*Text provided:*
- - - -
- The Washington Times - Friday, May 12, 2006

When a revolutionary movement is transformed from a resistance group into a legitimate government having won the trust of the people through democratic elections, with that trust comes the far greater responsibility of running the affairs of state. It’s a heavy task that demands bold initiative — comparable to the rite of passage of a teenager into adulthood.

As a teenager, one is permitted mistakes every now and then. But with adulthood come new responsibilities and challenges. That is the situation Hamas finds itself in today.

As long as the Islamic movement was the opposition, the active resistance, like a teenager, was expected to err. But since it won the majority vote in the last legislative elections, Hamas has suddenly found itself propelled into the world of governance and leadership — a very different world from the one it was born into and became used to — and is expected to behave as such.

Hamas no longer is responsible for managing a few dozen mosques, schools and clinics in Gaza. Today, the Hamas leadership is directly responsible for the lives and the well-being of the entire population of Gaza and the West Bank. It’s a rude awakening.

To complicate matters further, Hamas and the Palestinian Authority find themselves in a deep financial crisis after being chastised by the European Union and the United States for continuing to refuse to recognize Israel’s right to exist, and for refusing to reject terrorism.

Adding to their financial woes is the withholding of about $50 million Israel levies on behalf of the PA in import duties collected monthly. The result is the new Hamas-led government is unable to meet the payroll of its 140,000 state employees. Iran, Saudi Arabia and Qatar have stepped in to help with offers of several tens of millions of dollars each to bail out Hamas. It has solved the problem for this month. They may well repeat their generous gesture once, twice or 10 more times, but this is by no means a long-term solution.

What Hamas needs, what the PA needs, what Israel needs, indeed what the whole region needs, is a long-term solution that will finally pull the Middle East out of this infernal cycle of never-ending violence.

Despite its financial troubles, Hamas is, for the moment, in power, having won the majority vote. This gives the Islamic group a legitimate popular mandate. As such, Hamas can negotiate from strength, giving it the opportunity of going down in history as the party that revives the dead peace process and, in so doing, as the party that extricated the Palestinian people from decades of misery and conflict.
- - - -
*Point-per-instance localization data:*
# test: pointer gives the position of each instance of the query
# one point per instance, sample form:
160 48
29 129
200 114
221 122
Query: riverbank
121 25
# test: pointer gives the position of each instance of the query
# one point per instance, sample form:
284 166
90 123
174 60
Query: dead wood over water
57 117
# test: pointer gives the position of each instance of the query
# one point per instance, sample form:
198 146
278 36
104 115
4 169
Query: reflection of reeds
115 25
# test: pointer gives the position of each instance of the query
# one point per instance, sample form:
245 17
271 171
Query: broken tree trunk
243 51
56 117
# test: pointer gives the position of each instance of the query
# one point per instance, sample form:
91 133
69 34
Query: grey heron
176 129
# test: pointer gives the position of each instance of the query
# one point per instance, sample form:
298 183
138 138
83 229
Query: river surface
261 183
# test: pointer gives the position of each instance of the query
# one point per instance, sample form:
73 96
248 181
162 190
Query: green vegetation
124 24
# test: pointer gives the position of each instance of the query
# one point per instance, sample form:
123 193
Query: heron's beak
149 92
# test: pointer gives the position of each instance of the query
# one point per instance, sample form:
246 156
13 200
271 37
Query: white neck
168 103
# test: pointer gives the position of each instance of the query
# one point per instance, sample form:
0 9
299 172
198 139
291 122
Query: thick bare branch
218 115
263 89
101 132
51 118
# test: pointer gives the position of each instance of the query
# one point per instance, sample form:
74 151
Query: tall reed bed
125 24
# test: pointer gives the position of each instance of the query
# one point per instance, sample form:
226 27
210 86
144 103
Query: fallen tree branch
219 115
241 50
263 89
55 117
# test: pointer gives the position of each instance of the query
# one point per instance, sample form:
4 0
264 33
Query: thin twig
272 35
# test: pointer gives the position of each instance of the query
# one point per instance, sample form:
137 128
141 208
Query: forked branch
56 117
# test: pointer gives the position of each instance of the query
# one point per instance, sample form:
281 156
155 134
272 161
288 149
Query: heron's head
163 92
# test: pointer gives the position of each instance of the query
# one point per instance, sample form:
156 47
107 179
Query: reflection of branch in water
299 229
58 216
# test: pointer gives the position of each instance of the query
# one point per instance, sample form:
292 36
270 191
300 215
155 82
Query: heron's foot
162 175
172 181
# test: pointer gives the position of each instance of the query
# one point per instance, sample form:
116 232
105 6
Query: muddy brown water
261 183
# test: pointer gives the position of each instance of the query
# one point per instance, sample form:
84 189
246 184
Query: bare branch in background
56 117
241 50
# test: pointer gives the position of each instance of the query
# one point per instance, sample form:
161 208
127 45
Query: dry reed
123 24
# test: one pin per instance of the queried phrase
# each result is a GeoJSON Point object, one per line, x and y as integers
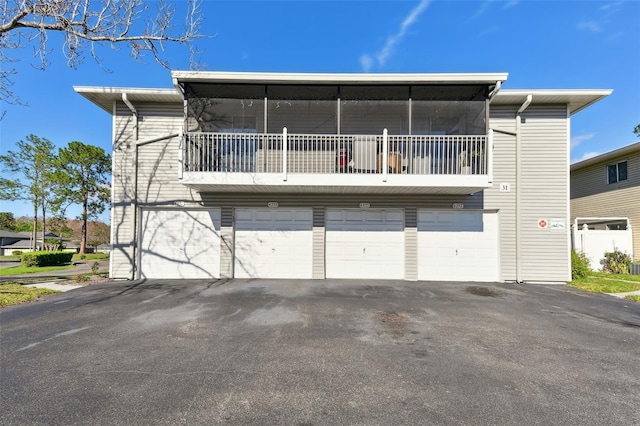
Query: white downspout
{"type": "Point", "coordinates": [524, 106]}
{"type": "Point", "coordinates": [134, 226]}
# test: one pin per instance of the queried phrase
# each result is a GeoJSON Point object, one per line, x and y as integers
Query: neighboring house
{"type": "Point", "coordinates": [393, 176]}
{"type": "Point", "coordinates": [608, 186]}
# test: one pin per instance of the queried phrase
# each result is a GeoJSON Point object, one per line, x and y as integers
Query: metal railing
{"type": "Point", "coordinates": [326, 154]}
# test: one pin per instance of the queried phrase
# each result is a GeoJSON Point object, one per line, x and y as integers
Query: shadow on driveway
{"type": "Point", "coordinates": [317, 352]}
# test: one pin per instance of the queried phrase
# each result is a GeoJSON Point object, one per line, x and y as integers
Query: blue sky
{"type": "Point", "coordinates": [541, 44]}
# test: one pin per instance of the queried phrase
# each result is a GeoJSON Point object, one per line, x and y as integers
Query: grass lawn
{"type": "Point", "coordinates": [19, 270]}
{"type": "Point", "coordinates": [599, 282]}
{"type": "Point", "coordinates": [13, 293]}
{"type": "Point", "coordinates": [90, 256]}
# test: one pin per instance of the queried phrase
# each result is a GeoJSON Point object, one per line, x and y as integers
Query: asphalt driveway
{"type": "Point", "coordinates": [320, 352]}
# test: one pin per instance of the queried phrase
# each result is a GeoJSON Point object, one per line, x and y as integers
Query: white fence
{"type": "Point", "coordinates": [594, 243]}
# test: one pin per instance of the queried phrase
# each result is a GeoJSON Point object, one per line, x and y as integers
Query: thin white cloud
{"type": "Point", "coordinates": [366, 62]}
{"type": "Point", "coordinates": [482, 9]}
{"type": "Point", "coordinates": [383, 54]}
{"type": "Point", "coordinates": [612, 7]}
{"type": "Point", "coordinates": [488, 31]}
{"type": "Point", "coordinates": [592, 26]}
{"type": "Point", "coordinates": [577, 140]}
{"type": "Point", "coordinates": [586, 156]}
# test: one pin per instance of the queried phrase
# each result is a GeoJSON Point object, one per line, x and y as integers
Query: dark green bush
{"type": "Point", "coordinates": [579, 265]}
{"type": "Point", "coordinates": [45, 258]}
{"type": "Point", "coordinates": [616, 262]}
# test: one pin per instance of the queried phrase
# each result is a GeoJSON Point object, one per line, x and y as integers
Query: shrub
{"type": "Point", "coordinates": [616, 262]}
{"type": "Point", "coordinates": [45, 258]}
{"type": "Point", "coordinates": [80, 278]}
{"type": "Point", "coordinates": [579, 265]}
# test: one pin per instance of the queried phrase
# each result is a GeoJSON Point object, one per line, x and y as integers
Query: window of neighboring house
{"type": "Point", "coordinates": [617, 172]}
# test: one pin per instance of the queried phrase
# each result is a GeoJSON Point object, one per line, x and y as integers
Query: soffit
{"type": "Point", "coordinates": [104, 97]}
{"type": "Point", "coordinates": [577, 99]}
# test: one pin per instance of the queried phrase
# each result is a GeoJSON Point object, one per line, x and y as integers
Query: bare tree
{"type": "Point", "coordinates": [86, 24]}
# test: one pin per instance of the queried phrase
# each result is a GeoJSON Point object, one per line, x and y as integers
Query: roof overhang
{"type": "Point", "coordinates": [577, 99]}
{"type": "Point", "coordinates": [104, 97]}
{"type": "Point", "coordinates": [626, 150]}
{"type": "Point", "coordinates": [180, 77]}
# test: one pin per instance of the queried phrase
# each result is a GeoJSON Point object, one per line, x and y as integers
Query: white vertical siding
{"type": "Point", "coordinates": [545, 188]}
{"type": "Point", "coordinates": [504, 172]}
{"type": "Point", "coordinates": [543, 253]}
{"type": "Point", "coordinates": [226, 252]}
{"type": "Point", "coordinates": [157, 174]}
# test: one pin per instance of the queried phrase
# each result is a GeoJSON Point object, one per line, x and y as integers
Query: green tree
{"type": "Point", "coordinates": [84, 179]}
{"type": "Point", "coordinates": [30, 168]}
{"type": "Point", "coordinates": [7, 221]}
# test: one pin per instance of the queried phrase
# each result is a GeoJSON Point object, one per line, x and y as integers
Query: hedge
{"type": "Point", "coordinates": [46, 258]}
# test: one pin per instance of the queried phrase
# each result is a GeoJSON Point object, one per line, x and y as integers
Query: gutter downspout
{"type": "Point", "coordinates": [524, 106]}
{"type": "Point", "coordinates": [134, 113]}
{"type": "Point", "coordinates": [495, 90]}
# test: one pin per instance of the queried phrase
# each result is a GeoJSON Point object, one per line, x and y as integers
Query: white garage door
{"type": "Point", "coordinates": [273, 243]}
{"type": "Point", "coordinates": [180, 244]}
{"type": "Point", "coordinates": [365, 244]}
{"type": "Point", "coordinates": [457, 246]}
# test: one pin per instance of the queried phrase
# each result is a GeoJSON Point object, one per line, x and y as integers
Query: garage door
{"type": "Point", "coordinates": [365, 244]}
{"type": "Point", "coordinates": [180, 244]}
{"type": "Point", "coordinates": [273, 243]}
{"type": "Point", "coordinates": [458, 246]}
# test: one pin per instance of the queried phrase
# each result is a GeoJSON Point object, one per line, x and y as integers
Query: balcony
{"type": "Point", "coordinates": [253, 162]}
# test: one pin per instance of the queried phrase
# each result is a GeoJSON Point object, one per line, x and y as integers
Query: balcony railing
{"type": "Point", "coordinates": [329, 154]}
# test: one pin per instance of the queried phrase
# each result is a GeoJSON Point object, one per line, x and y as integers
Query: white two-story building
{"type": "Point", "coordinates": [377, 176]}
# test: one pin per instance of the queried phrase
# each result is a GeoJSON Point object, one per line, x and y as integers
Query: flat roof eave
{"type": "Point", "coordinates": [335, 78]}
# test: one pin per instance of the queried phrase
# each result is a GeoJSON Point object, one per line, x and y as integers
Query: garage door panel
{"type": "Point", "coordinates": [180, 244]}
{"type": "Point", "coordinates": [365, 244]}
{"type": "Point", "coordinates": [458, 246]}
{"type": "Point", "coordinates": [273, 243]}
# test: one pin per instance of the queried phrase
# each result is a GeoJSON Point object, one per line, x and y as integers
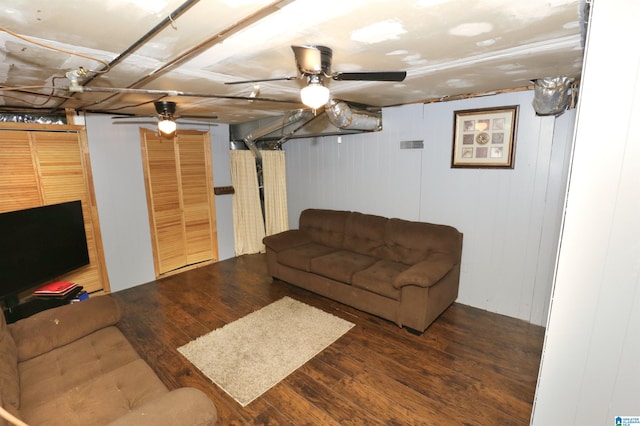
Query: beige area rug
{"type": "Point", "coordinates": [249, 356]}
- - - -
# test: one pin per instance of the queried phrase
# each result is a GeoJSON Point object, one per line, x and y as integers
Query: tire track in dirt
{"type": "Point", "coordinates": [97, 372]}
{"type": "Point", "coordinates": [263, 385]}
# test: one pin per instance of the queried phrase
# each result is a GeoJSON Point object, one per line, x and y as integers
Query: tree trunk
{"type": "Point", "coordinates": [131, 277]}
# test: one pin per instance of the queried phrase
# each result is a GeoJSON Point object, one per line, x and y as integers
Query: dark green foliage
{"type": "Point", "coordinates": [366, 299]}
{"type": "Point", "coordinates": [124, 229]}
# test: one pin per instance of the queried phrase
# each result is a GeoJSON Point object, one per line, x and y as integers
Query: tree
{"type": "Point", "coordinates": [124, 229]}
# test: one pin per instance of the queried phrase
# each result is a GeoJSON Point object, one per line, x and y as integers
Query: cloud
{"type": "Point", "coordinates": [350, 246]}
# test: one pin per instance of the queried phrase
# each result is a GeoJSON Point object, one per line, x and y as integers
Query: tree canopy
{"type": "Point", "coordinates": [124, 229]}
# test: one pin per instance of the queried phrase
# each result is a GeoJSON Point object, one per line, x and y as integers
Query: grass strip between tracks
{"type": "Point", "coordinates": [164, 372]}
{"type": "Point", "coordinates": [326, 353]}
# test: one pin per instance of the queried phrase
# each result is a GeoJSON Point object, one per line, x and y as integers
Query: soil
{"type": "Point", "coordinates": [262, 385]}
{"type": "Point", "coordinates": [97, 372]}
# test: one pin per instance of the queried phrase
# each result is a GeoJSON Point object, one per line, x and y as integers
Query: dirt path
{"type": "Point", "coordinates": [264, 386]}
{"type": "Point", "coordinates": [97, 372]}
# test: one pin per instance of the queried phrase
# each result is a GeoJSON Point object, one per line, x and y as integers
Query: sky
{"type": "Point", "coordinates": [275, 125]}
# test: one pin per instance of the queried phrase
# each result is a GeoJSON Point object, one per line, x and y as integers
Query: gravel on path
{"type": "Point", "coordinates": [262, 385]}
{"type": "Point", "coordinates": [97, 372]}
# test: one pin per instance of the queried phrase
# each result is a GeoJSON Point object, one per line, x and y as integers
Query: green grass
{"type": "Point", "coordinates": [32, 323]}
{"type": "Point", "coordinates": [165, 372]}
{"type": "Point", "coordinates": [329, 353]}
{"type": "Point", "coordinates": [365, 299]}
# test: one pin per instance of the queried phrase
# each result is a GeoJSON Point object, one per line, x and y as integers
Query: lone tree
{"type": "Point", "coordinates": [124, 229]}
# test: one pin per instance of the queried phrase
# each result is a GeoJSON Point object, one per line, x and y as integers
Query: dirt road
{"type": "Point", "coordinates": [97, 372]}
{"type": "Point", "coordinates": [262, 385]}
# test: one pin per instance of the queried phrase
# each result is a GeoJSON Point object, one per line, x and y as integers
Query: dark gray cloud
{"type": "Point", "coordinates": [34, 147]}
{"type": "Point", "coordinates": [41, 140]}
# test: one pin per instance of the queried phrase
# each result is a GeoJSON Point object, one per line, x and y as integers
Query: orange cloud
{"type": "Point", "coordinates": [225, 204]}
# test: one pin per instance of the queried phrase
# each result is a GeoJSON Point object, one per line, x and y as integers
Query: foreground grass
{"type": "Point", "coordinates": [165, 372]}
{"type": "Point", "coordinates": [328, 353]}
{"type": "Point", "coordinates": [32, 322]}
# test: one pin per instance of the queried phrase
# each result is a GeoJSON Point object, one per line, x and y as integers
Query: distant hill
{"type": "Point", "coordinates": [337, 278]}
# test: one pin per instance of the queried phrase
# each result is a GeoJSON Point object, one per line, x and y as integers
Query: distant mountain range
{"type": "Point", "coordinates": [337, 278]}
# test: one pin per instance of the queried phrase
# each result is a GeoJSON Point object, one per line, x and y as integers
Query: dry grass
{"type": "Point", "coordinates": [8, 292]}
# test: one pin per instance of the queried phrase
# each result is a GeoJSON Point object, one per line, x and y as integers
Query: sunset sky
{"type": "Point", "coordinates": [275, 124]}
- - - -
*Tasks to perform:*
a) According to the Washington Times article on Hamas, how many state employees is the new Hamas-led government unable to pay?
b) From the Washington Times article on Hamas, extract everything from "Adding to their" down to "of never-ending violence.".
c) Translate this sentence from the Washington Times article on Hamas into Spanish: "As a teenager, one is permitted mistakes every now and then."
The items were taken from a source unrelated to the text.

*Responses to the exercise:*
a) 140,000 state employees.

b)
Adding to their financial woes is the withholding of about $50 million Israel levies on behalf of the PA in import duties collected monthly. The result is the new Hamas-led government is unable to meet the payroll of its 140,000 state employees. Iran, Saudi Arabia and Qatar have stepped in to help with offers of several tens of millions of dollars each to bail out Hamas. It has solved the problem for this month. They may well repeat their generous gesture once, twice or 10 more times, but this is by no means a long-term solution.

What Hamas needs, what the PA needs, what Israel needs, indeed what the whole region needs, is a long-term solution that will finally pull the Middle East out of this infernal cycle of never-ending violence.

c) De adolescente, a uno se le permiten errores de vez en cuando.